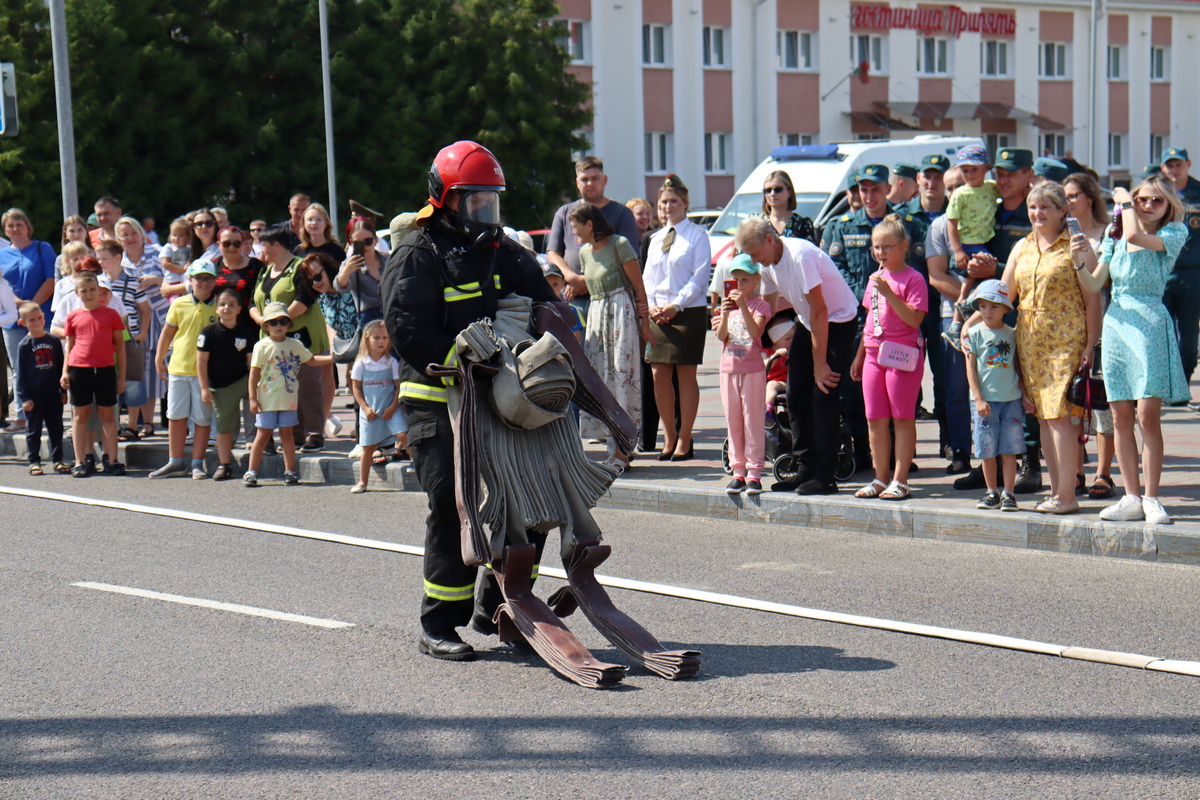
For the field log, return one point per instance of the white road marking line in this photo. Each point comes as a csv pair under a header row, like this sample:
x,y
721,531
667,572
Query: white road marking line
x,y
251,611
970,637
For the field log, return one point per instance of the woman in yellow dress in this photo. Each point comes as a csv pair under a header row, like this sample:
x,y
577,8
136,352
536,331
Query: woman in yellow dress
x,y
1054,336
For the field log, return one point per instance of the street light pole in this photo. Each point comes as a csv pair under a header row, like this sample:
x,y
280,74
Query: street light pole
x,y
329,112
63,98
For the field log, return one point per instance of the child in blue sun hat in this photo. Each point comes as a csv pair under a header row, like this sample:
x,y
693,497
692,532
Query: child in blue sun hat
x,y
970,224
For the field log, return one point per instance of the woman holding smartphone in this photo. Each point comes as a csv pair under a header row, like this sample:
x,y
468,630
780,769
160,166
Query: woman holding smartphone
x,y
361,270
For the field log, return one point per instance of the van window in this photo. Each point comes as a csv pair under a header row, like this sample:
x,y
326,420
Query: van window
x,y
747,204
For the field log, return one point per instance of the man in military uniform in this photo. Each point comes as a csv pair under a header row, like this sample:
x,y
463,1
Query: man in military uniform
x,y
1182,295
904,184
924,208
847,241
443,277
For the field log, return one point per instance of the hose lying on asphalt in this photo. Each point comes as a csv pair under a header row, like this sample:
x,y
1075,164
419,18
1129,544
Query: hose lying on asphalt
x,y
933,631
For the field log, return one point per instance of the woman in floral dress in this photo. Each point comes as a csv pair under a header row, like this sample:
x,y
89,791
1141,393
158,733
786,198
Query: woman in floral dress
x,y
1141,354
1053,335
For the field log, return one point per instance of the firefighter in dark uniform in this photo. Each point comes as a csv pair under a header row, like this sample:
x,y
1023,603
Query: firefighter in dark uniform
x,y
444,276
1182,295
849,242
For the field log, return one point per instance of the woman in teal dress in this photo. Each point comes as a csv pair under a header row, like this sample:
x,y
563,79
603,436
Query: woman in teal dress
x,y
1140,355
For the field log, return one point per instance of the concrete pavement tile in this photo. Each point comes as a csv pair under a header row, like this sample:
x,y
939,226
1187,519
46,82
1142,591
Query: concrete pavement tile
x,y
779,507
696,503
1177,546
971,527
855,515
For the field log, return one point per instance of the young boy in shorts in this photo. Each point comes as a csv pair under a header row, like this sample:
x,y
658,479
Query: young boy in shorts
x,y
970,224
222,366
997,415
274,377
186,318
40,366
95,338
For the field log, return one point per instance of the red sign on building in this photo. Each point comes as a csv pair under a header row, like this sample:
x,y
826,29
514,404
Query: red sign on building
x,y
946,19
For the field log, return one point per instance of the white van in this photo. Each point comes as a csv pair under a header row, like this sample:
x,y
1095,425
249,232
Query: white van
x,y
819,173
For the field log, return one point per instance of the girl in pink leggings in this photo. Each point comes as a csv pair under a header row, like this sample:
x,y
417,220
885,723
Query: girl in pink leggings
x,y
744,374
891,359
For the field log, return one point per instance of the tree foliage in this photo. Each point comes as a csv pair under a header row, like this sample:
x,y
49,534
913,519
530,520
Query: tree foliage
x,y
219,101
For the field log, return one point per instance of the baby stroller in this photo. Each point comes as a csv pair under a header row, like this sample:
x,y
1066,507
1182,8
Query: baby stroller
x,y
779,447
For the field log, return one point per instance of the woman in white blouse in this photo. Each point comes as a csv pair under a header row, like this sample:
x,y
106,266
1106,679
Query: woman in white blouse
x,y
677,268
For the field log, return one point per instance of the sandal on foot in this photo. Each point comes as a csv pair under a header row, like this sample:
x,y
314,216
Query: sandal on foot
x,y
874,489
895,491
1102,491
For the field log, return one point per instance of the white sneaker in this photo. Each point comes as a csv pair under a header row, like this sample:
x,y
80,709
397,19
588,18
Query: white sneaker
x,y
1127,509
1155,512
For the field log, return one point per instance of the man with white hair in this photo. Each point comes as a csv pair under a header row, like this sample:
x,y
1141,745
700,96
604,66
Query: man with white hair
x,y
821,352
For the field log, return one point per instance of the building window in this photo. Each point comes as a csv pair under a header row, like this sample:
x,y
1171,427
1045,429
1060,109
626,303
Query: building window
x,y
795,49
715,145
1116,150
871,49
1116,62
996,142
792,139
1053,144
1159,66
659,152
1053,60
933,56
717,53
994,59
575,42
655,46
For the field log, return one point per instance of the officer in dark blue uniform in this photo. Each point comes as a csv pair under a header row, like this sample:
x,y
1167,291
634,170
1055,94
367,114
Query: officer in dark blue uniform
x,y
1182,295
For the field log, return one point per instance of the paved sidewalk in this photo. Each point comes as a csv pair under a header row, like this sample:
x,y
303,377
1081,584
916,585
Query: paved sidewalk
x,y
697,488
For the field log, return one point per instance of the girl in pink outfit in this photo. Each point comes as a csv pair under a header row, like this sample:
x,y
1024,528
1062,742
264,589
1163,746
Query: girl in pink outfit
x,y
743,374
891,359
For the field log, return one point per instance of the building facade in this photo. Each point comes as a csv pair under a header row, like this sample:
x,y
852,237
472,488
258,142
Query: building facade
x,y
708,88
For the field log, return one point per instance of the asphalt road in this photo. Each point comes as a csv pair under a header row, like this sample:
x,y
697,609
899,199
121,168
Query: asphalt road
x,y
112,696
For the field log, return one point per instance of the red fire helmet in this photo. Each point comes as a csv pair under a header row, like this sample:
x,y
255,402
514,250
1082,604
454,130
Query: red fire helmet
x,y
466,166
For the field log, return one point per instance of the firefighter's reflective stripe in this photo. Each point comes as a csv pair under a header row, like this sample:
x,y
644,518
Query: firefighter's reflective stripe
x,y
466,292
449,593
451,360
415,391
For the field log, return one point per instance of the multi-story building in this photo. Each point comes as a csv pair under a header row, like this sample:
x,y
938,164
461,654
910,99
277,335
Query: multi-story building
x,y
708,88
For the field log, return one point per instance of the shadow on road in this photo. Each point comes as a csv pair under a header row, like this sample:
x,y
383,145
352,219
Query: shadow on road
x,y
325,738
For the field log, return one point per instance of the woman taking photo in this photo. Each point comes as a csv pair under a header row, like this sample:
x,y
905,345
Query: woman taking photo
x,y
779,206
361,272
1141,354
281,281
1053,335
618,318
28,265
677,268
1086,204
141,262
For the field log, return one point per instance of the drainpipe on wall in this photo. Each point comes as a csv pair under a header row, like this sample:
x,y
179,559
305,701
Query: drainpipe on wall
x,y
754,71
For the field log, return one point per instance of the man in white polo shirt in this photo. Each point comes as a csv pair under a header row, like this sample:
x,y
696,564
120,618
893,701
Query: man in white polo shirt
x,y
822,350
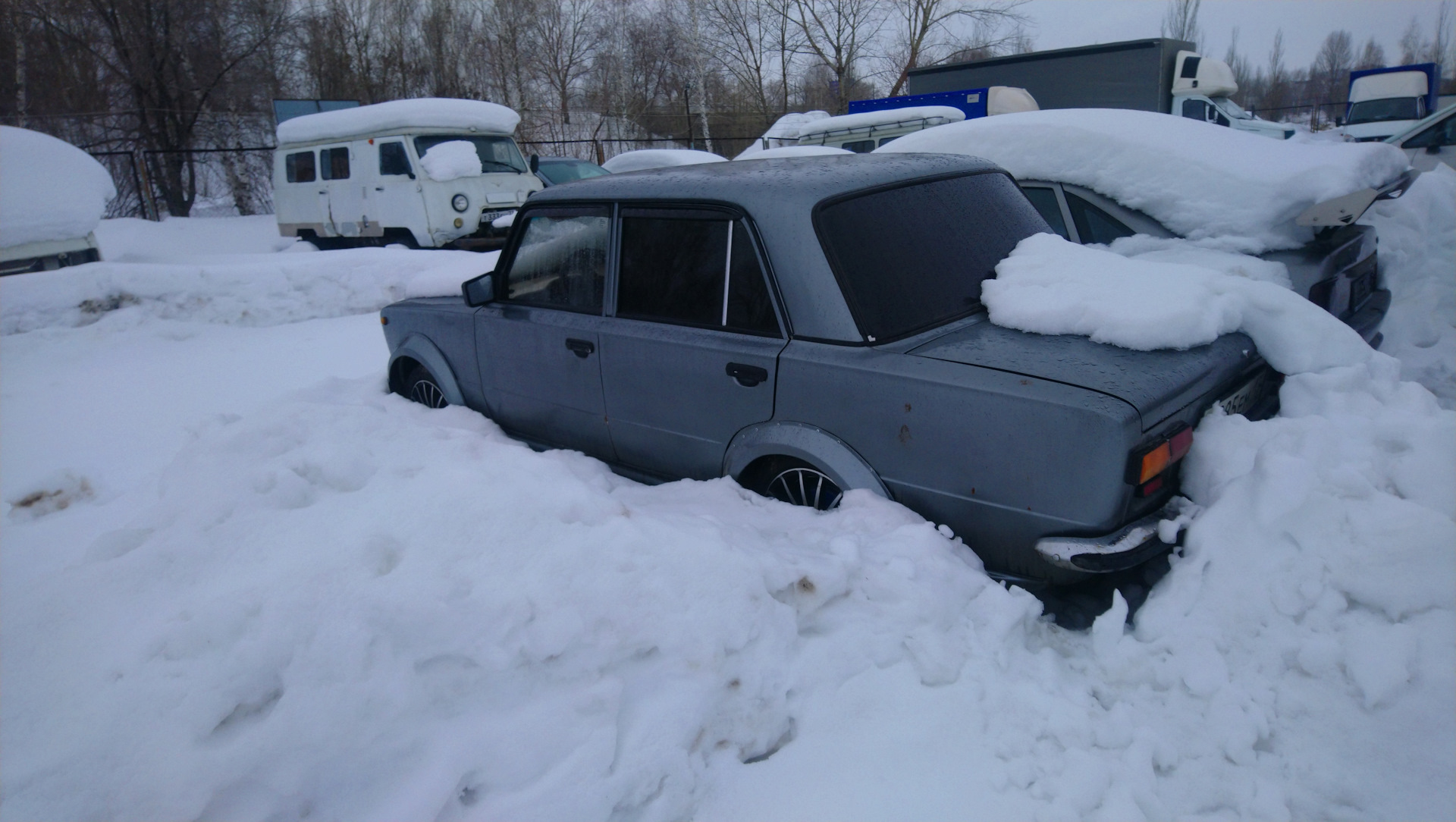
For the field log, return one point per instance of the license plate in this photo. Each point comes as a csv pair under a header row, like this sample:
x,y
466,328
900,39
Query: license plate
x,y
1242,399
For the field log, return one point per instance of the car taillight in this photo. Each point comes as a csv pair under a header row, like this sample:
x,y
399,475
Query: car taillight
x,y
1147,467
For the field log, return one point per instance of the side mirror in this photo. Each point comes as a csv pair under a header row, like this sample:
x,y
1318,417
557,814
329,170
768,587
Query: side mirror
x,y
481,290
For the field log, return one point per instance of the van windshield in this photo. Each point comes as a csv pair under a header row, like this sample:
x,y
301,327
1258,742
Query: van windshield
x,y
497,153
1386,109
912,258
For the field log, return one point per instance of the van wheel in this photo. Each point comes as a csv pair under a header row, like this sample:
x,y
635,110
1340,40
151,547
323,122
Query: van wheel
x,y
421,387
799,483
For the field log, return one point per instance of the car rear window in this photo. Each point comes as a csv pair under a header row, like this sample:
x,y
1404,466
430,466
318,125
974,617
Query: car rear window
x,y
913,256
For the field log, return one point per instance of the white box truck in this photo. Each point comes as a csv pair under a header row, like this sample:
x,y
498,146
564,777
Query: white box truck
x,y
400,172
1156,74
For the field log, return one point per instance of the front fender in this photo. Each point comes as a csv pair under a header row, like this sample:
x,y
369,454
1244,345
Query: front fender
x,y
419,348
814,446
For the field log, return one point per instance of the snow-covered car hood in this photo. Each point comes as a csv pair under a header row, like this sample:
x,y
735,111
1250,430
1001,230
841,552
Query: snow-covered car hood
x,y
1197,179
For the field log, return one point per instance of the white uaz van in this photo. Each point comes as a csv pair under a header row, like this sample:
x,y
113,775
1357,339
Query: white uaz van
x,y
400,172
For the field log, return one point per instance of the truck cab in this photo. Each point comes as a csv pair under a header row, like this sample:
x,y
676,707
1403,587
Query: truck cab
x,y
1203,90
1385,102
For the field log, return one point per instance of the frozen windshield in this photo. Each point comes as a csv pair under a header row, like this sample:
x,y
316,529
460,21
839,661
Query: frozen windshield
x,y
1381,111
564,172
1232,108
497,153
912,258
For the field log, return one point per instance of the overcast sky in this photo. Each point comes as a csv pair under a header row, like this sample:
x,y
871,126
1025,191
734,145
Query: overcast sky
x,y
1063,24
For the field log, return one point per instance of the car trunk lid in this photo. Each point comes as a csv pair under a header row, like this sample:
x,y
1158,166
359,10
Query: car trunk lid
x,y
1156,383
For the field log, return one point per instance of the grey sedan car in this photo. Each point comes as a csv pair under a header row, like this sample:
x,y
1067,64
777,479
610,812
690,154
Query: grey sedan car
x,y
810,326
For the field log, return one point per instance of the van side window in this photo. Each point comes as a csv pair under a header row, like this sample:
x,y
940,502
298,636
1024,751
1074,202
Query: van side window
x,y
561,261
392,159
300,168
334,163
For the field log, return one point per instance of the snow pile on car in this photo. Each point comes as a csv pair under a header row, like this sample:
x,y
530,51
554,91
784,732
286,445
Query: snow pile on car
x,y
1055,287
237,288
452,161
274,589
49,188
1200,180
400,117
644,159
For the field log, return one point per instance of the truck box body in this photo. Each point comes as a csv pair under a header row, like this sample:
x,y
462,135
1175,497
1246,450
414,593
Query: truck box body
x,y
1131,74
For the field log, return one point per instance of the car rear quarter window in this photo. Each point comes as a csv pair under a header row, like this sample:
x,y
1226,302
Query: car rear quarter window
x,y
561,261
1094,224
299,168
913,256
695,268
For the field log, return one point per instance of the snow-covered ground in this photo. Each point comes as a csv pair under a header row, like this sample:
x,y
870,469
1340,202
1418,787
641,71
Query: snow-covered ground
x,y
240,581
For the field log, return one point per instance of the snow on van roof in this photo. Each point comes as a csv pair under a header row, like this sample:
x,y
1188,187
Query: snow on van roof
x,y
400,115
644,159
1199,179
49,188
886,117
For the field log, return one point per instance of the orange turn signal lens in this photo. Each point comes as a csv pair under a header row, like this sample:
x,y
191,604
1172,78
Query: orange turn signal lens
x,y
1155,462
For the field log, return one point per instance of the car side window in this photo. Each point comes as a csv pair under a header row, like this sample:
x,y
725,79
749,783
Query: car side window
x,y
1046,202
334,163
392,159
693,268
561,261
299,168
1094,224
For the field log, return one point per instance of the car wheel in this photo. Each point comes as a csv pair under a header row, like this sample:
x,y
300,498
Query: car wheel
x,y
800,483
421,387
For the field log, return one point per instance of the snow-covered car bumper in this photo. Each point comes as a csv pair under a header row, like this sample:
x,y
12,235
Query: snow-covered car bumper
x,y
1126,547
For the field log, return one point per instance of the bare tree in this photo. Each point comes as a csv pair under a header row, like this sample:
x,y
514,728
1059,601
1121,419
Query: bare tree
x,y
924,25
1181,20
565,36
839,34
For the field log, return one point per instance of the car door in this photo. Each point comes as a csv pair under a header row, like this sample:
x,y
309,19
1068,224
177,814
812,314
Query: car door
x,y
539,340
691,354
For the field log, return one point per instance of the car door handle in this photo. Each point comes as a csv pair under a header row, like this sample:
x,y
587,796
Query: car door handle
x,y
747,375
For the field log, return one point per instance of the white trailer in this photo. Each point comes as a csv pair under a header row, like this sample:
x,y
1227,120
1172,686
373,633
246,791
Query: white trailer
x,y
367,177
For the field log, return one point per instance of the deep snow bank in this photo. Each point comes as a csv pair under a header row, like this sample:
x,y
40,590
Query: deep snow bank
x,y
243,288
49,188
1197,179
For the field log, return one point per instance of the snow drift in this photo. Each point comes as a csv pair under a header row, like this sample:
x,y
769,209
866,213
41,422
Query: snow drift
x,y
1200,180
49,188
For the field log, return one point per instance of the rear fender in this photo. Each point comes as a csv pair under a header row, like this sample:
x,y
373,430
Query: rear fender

◇ ◇ ◇ ◇ ◇

### SHORT PROBLEM
Retype exactly the lines from the one containing "of the deep" through the last line of the records above, including both.

### REPLY
For the field log, return one point per instance of the deep snow bank in this photo. Each point comes as a csv pair under a header row, like this sample:
x,y
40,590
Query: deep snow bank
x,y
243,288
49,188
1197,179
For the field log, return one point per instance of the snow drift in this photo. Each point comes as a csv pair under a header row, like this sample:
x,y
769,209
866,213
41,422
Query: snow drift
x,y
1200,180
49,188
For the field log, return one point per instance of the rear fender in this photo. Each point comes as a csv pair under a header row, like this sample:
x,y
373,430
Query: rear fender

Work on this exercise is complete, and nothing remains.